(Beginning of Text segment)
GOVERNMENT PROGRAMS
A democracy cannot
exist as a permanent form of government. It can only exist until the voters
discover that they can vote themselves money from the Public Treasury.
From that moment on, the majority always votes for the candidate promising
the most benefits from the Public Treasury with the result that a democracy
always collapses over loose fiscal policy always followed by dictatorship.
- Alexander Tyler,"The
Decline and Fall of the Athenian Republic"
People once blamed or
thanked God for everything that happened beyond their control. Now we blame
or thank Government instead.
- Peter Hitchens, "The Express"
We know from history
that every new program creates constituencies who will fight like hell
to prevent a final, program-ending, victory. The war on poverty did much
good and much bad, but it didn't solve poverty in part because those who
were invested in the war kept redefining the poverty upwards so they could
keep waging war against it.
- Jonah Goldberg, "National Review"
Mere parsimony is not
economy. Expense, and great expense, may be an essential part in true economy.
- Edmund Burke
Can the real Constitution
be restored? Probably not. Too many Americans depend on government money
under programs the Constitution doesn't authorize, and money talks with
an eloquence Shakespeare could only envy. Ignorant people don't understand
The Federalist Papers, but they understand government cheques with their
names on them.
- Joseph Sobran
"The optimist view
of politics assumes that there must be some remedy for every political
ill, and rather than not find it, will make two hardships to cure one."
- Lord Salisbury
"Nothing is so permanent
as a temporary government program."
Faced with some problem
or other, one of Margaret Thatcher's colleagues proposed creating a special
cabinet department to deal with it. "Good God, no," said the Prime Minister.
"Then we'll never get rid of it."
- Mark Steyn
Forecasting by bureaucrats
tends to be used for anxiety relief rather than for adequate policy making.
- Nassim Nicholas Taleb, "The Black Swan"
"No man's life, liberty,
or property are safe while the legislature is in session."
- Mark Twain (or Thomas
Jefferson)
"No one who's seen it
in action can say the phrase "government help" without either laughing
or crying."
- Mark Twain
Jefferson believed
that “no man’s life, liberty, or property is safe while the legislature
is in session,” so he wisely insisted that the capital be built in malarial
swampland. Consequently, the seat of the government remained empty for
nearly half the year. Today, thanks in part to the unintended consequences
of air-conditioning, we have permanent government of career politicians,
a thing the Founders never intended and which sees no natural boundary
to its authority.
- Jonah Goldberg, "National Review"
"A man is likely to
mind his own business when it is worth minding. When it is not, he takes
his mind off his own meaningless affairs by minding other people's business."
- Eric Hoffer
"It is a general popular
error to imagine the loudest complainers for the public to be the most
anxious for its welfare."
- Edmund Burke, "The
Present State of the Nation"
"In the United Kindgom
we have a basically nonconformist conscience, and the face that taxation,
controls amd certain features of the Welfare State have turned the majority
of us into petty criminals, liars and work-dodgers is, I am sure, having
a bad effect on the psyche of the kingdom."
(End of Text segment)
(Beginning of Supplied records)
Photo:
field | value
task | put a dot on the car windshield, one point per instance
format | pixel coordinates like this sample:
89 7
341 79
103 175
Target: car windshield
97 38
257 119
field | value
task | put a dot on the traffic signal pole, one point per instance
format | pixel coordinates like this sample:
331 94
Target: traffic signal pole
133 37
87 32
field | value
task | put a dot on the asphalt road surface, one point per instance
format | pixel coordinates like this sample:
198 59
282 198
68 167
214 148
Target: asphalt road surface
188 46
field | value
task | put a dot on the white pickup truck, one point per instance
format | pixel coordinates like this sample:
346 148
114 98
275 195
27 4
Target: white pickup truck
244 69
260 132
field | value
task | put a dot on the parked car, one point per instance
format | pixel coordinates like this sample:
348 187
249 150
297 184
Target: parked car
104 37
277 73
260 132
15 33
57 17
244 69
(End of Supplied records)
Task instructions ▸
Can you copy word for word the part of the government programs quotations starting with "- Joseph Sobran" and going on through "the Prime Minister."?

Your response ▸
- Joseph Sobran
"The optimist view
of politics assumes that there must be some remedy for every political
ill, and rather than not find it, will make two hardships to cure one."
- Lord Salisbury
"Nothing is so permanent
as a temporary government program."
Faced with some problem
or other, one of Margaret Thatcher's colleagues proposed creating a special
cabinet department to deal with it. "Good God, no," said the Prime Minister.